Written problem: Reproduce every one of the entries below word for word.

# START OF Data for the task

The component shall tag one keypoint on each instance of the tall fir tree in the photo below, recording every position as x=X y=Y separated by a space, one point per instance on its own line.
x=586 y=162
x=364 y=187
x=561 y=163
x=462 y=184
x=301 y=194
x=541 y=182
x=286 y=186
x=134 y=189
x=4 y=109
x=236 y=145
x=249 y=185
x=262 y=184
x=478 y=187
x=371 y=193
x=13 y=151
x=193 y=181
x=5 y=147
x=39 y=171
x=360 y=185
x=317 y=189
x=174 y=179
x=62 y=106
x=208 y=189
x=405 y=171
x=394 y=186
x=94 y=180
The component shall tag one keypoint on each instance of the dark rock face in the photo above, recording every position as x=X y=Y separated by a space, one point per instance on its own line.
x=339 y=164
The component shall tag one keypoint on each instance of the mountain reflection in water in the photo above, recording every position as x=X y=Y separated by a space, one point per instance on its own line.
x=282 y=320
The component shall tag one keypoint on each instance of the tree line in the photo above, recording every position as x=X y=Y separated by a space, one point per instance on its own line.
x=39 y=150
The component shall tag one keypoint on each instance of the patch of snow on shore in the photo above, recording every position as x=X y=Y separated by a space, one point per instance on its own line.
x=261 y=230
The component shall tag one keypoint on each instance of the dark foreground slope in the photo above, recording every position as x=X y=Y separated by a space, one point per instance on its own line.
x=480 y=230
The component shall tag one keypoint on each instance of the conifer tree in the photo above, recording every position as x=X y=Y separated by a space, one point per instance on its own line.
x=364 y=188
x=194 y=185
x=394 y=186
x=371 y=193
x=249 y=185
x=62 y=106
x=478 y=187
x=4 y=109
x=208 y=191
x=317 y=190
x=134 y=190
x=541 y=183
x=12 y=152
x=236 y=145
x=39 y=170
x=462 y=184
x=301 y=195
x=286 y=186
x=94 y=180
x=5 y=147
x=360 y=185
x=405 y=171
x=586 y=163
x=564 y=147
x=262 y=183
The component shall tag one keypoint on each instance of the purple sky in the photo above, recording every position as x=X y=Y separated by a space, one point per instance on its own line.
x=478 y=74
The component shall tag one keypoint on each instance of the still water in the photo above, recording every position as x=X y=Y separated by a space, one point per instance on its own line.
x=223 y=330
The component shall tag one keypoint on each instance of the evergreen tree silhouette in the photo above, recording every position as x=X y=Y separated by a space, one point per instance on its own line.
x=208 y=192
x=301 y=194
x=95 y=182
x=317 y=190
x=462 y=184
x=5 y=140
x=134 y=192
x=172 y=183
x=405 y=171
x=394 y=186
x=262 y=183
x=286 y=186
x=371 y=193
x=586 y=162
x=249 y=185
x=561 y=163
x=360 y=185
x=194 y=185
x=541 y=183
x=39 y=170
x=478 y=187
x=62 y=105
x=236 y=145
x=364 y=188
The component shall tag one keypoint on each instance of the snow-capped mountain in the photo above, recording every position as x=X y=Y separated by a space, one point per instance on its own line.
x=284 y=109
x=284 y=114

# END OF Data for the task

Problem solution:
The component shall tag one keypoint on each instance of the tall fir tree in the photo below, recording every position as x=X y=Y separated by a space, one point per instance on its own line.
x=586 y=162
x=364 y=187
x=561 y=163
x=462 y=184
x=301 y=194
x=541 y=182
x=286 y=186
x=134 y=189
x=4 y=109
x=236 y=145
x=249 y=185
x=262 y=184
x=478 y=187
x=371 y=193
x=13 y=151
x=193 y=181
x=5 y=147
x=39 y=171
x=360 y=185
x=317 y=189
x=174 y=179
x=62 y=106
x=208 y=189
x=405 y=171
x=394 y=186
x=94 y=180
The component shall tag one keypoint on each instance of the dark rock face in the photo above, recording every position as x=X y=Y separated by a space, one point per instance on its own line.
x=339 y=164
The component shall tag one keypoint on each instance of the mountain reflection in water in the photo above, recording every position as x=X y=Y separated by a space, one point per instance on its own line.
x=282 y=320
The component shall tag one keypoint on each instance of the tree line in the photo above, recording every position as x=X y=Y separated by a space, one point per instance on its own line.
x=39 y=150
The component shall tag one keypoint on each instance of the patch of snow on shore in the photo above, recording every position as x=X y=Y separated by a space, one point per instance on its own line.
x=261 y=230
The component shall tag one keypoint on each instance of the dark foreground slope in the photo above, recording every position as x=X y=Y separated by a space, one point per instance on its own line.
x=480 y=230
The component shall tag one keypoint on each instance of the conifer tree in the photo above, recording every position as x=X y=Y separated by a space, one point per instance on its own line.
x=364 y=188
x=194 y=185
x=394 y=186
x=371 y=193
x=249 y=185
x=62 y=106
x=478 y=187
x=4 y=109
x=208 y=191
x=317 y=190
x=134 y=190
x=541 y=183
x=12 y=152
x=236 y=145
x=39 y=170
x=462 y=184
x=301 y=195
x=286 y=186
x=94 y=180
x=5 y=147
x=360 y=185
x=405 y=171
x=586 y=163
x=564 y=147
x=262 y=183
The component shall tag one keypoint on each instance of the purple sky in the photo above, recording every position as x=X y=Y separated by a space, one point per instance on its own line.
x=478 y=74
The component shall tag one keypoint on each instance of the still water in the photo above, recording every position as x=X y=Y separated by a space, one point per instance on its own line.
x=223 y=330
The component shall tag one keypoint on each instance of the evergreen tree silhouette in the photo above, recording every position as x=X y=Y separated by a space, one point per instance on its own line.
x=208 y=192
x=301 y=194
x=95 y=182
x=317 y=190
x=462 y=184
x=5 y=140
x=134 y=192
x=172 y=183
x=405 y=171
x=394 y=186
x=262 y=183
x=286 y=186
x=371 y=193
x=586 y=162
x=249 y=185
x=561 y=163
x=360 y=185
x=194 y=185
x=541 y=183
x=39 y=170
x=478 y=187
x=62 y=105
x=236 y=145
x=364 y=188
The component shall tag one keypoint on each instance of the snow-capped mountain in the photo above, recording every position as x=X y=Y separated by a space, one point per instance on its own line.
x=284 y=109
x=284 y=114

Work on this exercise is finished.